--- Dataset excerpts ---

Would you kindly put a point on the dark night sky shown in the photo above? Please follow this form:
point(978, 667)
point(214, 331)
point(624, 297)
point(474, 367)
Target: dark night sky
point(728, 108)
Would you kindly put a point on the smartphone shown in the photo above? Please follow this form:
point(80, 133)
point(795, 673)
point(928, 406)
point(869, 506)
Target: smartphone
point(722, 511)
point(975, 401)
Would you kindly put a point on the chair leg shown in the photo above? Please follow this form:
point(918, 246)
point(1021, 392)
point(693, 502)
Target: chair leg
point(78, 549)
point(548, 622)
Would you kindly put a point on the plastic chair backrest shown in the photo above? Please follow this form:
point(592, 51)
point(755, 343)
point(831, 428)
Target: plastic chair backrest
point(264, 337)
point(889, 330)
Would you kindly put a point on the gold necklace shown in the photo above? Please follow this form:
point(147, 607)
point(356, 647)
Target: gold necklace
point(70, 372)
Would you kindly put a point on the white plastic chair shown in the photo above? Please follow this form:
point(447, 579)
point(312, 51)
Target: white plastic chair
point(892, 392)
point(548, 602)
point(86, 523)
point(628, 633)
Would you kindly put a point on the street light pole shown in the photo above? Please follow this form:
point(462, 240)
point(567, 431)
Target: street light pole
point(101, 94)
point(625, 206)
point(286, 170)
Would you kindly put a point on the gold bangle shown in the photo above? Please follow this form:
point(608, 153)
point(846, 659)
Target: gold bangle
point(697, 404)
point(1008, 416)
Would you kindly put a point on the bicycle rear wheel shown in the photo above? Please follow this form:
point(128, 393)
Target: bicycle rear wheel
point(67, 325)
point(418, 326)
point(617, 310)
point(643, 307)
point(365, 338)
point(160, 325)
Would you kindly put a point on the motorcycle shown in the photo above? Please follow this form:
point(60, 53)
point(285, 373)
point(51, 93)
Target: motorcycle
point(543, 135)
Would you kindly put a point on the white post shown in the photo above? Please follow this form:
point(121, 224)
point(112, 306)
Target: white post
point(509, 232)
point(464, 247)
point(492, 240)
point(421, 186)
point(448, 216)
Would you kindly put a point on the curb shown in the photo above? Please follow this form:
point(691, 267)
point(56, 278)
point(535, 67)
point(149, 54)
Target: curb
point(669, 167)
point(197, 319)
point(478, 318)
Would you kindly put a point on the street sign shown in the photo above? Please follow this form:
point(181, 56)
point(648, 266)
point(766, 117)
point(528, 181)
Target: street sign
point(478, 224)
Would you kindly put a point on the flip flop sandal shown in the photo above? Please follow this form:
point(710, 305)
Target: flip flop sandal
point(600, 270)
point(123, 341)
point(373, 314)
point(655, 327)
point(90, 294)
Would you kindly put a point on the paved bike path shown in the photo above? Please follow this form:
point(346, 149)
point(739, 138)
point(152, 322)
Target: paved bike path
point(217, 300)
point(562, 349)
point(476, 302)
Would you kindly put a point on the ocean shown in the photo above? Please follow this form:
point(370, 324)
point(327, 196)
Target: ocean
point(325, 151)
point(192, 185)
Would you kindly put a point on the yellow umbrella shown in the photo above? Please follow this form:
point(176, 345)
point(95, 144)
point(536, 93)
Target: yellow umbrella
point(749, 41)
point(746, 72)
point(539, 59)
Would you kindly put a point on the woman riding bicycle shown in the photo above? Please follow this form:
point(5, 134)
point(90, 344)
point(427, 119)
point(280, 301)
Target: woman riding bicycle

---

» Work item
Beginning with the first line and ending with the last, restate the data word for word.

» Answer for this exercise
Would you kindly put a point on the dark night sky shown in the photo above? Please follow this form:
point(978, 667)
point(214, 331)
point(624, 297)
point(474, 367)
Target: dark night sky
point(728, 108)
Would you kindly put a point on the smartphone shown in the photo above? Please follow this form:
point(80, 133)
point(795, 673)
point(928, 406)
point(869, 506)
Target: smartphone
point(722, 511)
point(975, 401)
Would you kindly put a point on the chair leg shown in the photo above? Please follow this form:
point(918, 246)
point(1021, 392)
point(693, 502)
Target: chair leg
point(78, 549)
point(548, 622)
Would you kindly put a point on the plastic chair backrest shown in the photo above? Please follow this form:
point(592, 51)
point(755, 343)
point(831, 428)
Target: plastic chair backrest
point(264, 337)
point(889, 330)
Would you kindly put a point on the gold necklace shown in the photo above? Please follow this form:
point(147, 607)
point(356, 647)
Target: gold necklace
point(70, 372)
Would you kindly put a point on the white plastic chair shown in the photo above? Please follow this form:
point(447, 579)
point(312, 51)
Target: white plastic chair
point(892, 392)
point(548, 602)
point(86, 523)
point(628, 633)
Would you kindly put a point on the street light pole shown in the photo above? Please follow this form:
point(462, 240)
point(567, 431)
Target: street light pole
point(101, 94)
point(625, 206)
point(286, 170)
Would you kindly put a point on the gold bangle shown in the photo above? Please follow this form:
point(608, 153)
point(846, 659)
Target: gold bangle
point(697, 404)
point(1008, 416)
Would you kindly put a point on the bicycle rear wheel shown in the photo above? Please follow this form:
point(128, 393)
Target: bicycle rear wheel
point(67, 325)
point(418, 326)
point(617, 310)
point(643, 307)
point(365, 338)
point(160, 325)
Would you kindly put a point on the motorcycle shown in the photo above? Please follow this form:
point(60, 53)
point(285, 373)
point(51, 93)
Target: motorcycle
point(543, 135)
Would you kindly put a point on the white post shown in the photo above? Please follow this form:
point(121, 224)
point(112, 306)
Target: white post
point(509, 232)
point(464, 247)
point(492, 240)
point(421, 186)
point(448, 216)
Would you kindly put a point on the curb shown in the photo above? Please follow this form:
point(691, 267)
point(56, 278)
point(535, 67)
point(149, 54)
Target: curb
point(669, 167)
point(197, 319)
point(478, 318)
Would you kindly put a point on the street sign shown in the photo above? Please follow this form:
point(181, 56)
point(648, 266)
point(766, 117)
point(528, 181)
Target: street sign
point(478, 224)
Would you kindly put a point on the flip flop sandal shown in the photo above? Please follow this form:
point(710, 305)
Target: flip flop sandal
point(600, 270)
point(123, 341)
point(373, 314)
point(655, 327)
point(90, 294)
Would you kindly put a point on the paved bike path shown in the photo above? Please follow this form:
point(346, 149)
point(739, 138)
point(152, 322)
Target: paved bike path
point(217, 300)
point(562, 349)
point(476, 302)
Would you kindly put a point on the ocean shown in the photo above? Please follow this form:
point(370, 324)
point(327, 196)
Target: ocean
point(325, 151)
point(192, 185)
Would you kindly put a point on the yellow umbrella shown in the photo above? Please follow this form:
point(176, 345)
point(95, 144)
point(536, 93)
Target: yellow umbrella
point(749, 41)
point(746, 72)
point(539, 59)
Would you kindly put a point on the woman riding bicycle shown in the photo above? Please follow this form:
point(5, 134)
point(90, 344)
point(427, 119)
point(280, 301)
Target: woman riding bicycle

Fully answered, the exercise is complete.